TASK STATEMENT
Copy the records again, starting at the line that contains "Return the segmentation of every instance of the dim" and continuing to the end of the records. Change "Assume" to "Apply" and keep everything else the same.
☆ ☆ ☆ ☆
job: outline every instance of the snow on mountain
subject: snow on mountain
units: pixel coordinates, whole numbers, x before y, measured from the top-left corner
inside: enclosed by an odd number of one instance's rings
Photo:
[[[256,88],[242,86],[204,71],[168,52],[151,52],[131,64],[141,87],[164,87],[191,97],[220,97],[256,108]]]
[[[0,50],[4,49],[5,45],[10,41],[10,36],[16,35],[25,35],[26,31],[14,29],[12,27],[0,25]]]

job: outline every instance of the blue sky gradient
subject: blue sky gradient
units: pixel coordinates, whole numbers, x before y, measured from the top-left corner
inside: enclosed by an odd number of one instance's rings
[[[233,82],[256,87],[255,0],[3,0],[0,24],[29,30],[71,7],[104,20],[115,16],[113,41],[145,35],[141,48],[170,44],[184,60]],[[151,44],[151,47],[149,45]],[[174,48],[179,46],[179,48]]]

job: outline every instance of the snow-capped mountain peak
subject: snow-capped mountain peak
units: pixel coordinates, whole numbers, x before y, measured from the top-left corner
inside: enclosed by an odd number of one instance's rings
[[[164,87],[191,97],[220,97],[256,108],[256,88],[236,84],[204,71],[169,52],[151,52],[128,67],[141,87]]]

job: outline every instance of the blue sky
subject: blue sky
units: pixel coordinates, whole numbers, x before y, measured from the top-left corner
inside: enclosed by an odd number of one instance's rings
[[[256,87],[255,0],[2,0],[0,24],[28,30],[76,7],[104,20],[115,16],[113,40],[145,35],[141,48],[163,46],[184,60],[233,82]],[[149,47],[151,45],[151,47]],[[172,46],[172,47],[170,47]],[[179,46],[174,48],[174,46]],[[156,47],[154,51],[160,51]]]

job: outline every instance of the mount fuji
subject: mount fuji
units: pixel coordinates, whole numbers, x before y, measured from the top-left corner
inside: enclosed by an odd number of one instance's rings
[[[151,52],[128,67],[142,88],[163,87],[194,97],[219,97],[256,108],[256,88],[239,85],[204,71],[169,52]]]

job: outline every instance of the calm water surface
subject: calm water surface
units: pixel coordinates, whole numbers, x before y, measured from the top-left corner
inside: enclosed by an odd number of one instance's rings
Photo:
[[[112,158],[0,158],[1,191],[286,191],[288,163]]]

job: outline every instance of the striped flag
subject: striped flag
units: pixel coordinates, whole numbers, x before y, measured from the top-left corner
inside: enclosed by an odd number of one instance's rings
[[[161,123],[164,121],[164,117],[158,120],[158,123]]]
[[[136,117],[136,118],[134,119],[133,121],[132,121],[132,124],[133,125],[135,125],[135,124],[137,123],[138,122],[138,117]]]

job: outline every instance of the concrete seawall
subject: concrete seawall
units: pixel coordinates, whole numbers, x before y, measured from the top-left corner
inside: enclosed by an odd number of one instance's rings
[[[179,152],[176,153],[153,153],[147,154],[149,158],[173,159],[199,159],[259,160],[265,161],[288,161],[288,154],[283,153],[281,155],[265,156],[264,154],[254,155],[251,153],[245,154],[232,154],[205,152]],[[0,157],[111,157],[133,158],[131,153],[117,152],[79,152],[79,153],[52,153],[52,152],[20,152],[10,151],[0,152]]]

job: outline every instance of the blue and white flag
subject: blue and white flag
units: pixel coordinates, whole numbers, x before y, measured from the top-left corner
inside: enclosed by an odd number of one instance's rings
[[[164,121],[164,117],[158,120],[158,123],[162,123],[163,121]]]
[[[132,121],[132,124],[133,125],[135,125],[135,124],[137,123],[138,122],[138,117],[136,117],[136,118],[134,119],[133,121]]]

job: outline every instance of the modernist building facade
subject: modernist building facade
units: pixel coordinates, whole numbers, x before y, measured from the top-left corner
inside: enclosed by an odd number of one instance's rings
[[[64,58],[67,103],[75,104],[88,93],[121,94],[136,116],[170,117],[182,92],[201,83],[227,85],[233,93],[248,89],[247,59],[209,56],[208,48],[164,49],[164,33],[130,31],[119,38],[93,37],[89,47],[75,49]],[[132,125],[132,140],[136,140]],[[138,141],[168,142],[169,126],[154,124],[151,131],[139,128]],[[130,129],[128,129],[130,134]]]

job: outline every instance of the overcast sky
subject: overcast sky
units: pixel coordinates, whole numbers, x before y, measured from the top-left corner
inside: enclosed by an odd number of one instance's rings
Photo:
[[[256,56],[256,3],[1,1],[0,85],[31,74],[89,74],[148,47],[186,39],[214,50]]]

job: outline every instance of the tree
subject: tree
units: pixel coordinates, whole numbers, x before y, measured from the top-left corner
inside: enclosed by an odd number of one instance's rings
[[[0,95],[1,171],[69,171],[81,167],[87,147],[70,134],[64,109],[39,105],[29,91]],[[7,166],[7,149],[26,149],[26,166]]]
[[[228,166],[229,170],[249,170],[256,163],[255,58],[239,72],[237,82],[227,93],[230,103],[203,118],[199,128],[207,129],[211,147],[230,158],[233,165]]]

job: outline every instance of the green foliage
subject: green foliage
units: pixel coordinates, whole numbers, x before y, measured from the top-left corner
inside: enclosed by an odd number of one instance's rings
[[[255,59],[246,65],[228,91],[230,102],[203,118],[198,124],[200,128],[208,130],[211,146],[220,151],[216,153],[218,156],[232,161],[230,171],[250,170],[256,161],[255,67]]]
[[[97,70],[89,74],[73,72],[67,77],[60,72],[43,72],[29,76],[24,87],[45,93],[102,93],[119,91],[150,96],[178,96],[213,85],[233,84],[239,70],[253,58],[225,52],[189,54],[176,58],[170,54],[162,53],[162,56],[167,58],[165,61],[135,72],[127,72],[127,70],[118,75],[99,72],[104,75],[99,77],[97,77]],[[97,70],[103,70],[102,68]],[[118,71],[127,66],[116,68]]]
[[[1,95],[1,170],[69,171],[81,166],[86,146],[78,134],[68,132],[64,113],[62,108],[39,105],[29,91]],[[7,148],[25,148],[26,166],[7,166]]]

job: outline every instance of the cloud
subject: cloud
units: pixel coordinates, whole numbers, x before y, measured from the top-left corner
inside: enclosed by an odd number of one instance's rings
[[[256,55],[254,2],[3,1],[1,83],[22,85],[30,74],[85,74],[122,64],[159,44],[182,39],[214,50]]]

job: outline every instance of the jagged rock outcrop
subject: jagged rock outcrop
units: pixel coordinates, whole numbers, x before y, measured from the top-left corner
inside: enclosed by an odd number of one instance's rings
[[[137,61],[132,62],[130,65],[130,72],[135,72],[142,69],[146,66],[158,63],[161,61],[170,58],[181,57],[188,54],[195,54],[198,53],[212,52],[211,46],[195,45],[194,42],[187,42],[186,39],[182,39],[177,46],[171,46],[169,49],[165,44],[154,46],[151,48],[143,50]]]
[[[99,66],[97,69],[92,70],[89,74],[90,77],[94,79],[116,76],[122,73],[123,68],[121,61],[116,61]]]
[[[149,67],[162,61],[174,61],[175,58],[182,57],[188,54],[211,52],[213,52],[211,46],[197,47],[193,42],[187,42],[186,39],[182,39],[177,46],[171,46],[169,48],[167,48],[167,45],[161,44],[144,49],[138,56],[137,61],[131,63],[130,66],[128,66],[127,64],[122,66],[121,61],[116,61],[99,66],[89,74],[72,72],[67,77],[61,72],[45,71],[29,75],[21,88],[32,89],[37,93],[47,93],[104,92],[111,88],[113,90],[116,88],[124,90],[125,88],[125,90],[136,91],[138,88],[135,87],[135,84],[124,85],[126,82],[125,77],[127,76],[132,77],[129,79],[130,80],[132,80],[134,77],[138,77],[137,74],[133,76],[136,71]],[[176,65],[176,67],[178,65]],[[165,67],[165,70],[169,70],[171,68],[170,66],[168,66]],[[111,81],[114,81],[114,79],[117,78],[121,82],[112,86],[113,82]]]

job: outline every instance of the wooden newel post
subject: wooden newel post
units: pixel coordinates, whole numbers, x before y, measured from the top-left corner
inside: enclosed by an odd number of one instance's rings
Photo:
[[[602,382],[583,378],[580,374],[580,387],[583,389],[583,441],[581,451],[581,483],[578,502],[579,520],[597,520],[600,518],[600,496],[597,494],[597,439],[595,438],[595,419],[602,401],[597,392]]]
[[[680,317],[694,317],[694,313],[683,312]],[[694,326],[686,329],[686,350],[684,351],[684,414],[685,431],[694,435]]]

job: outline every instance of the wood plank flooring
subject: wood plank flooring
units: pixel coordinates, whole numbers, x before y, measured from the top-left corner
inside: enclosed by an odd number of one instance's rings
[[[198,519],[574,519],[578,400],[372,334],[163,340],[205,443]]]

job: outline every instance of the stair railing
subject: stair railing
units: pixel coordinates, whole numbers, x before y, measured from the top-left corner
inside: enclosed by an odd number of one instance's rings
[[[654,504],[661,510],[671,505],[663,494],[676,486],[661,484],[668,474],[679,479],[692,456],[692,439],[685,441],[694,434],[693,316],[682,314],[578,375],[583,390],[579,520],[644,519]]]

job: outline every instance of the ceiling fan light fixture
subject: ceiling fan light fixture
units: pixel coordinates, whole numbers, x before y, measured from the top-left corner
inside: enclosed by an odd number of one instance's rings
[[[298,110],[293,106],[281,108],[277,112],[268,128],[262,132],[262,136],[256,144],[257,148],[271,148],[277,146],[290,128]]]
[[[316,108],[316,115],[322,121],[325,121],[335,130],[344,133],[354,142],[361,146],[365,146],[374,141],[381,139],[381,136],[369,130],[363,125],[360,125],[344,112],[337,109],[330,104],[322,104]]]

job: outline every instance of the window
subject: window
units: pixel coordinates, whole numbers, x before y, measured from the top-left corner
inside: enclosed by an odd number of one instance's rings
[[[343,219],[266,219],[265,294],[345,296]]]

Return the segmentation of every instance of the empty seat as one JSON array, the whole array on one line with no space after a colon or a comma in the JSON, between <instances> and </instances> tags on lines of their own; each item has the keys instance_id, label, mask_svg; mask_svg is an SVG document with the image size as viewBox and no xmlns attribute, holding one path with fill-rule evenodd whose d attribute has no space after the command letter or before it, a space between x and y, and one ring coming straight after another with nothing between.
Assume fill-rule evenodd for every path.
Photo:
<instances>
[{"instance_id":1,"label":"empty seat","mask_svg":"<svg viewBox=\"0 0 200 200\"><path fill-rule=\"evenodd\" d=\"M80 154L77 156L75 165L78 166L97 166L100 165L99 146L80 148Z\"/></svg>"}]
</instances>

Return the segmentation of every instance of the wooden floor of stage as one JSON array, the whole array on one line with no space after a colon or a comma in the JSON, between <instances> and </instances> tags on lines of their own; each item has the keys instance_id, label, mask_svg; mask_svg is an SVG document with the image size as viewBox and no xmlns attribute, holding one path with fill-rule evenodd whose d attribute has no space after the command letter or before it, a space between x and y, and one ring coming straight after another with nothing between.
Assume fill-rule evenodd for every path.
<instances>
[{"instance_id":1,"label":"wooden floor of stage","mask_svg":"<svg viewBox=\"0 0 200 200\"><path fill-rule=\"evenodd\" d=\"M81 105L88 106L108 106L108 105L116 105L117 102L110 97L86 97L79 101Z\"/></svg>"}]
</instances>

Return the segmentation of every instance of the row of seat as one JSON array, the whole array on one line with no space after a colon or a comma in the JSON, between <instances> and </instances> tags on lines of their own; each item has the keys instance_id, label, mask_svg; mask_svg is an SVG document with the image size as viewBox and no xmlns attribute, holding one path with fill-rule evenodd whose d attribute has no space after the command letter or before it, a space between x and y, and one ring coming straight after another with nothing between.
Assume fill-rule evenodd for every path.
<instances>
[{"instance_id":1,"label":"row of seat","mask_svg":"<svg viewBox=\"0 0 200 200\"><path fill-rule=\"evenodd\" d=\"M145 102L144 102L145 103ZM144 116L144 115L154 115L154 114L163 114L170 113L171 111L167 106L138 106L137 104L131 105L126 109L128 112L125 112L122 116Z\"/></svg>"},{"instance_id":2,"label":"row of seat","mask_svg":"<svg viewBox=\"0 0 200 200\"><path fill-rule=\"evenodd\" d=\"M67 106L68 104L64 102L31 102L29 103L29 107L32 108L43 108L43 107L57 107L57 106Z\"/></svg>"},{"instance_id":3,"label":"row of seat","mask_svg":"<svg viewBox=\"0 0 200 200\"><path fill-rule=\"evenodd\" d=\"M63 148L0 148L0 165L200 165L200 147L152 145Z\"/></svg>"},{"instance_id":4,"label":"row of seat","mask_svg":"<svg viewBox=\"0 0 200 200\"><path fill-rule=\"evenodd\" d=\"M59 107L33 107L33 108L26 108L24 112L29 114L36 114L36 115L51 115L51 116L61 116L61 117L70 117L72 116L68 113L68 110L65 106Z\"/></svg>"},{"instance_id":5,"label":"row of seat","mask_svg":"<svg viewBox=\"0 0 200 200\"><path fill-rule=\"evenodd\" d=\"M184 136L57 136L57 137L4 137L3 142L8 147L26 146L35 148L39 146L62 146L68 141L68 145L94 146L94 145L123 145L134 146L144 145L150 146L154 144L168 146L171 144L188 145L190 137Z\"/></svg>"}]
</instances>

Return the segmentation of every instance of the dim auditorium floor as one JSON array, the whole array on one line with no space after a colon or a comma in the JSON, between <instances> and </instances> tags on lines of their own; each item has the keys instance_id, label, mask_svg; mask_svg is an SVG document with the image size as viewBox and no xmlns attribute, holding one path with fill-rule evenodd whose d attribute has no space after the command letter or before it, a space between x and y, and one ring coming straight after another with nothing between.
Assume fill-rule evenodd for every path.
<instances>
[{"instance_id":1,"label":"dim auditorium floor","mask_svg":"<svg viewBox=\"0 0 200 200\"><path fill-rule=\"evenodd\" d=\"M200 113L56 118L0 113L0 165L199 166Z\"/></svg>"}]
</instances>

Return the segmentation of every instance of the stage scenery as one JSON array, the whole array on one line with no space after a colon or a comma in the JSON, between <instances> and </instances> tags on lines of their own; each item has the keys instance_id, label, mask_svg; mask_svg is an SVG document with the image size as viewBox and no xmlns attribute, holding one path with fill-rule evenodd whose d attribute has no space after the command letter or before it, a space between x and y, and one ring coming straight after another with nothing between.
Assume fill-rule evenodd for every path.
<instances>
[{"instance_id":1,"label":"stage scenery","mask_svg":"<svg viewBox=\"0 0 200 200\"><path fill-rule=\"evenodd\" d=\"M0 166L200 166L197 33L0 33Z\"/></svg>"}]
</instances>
☆ ☆ ☆ ☆
EXPECTED ANSWER
Return the segmentation of every instance of the dim auditorium floor as one JSON array, the whole array on one line with no space after a colon or a comma in the JSON, between <instances> and </instances> tags on lines of their own; each item has the keys instance_id, label, mask_svg; mask_svg is an SVG document with the image size as viewBox and no xmlns attribute, holding one path with fill-rule evenodd whose d attribute has no space after the command letter or before it, a space between x and y, and one ring coming straight after another with nothing between.
Apply fill-rule evenodd for every path.
<instances>
[{"instance_id":1,"label":"dim auditorium floor","mask_svg":"<svg viewBox=\"0 0 200 200\"><path fill-rule=\"evenodd\" d=\"M200 113L56 118L0 113L0 165L199 166Z\"/></svg>"}]
</instances>

Return the segmentation of every instance of the stage scenery as one JSON array, the whole array on one line with no space after a colon or a comma in the JSON, between <instances> and </instances> tags on lines of their own; each item has the keys instance_id, label, mask_svg; mask_svg is an SVG document with the image size as viewBox and no xmlns attribute, holding one path with fill-rule evenodd whose d attribute has no space after the command letter or before it, a space between x and y, and one ring coming straight after another with nothing between.
Apply fill-rule evenodd for every path.
<instances>
[{"instance_id":1,"label":"stage scenery","mask_svg":"<svg viewBox=\"0 0 200 200\"><path fill-rule=\"evenodd\" d=\"M0 166L200 166L197 33L0 33Z\"/></svg>"}]
</instances>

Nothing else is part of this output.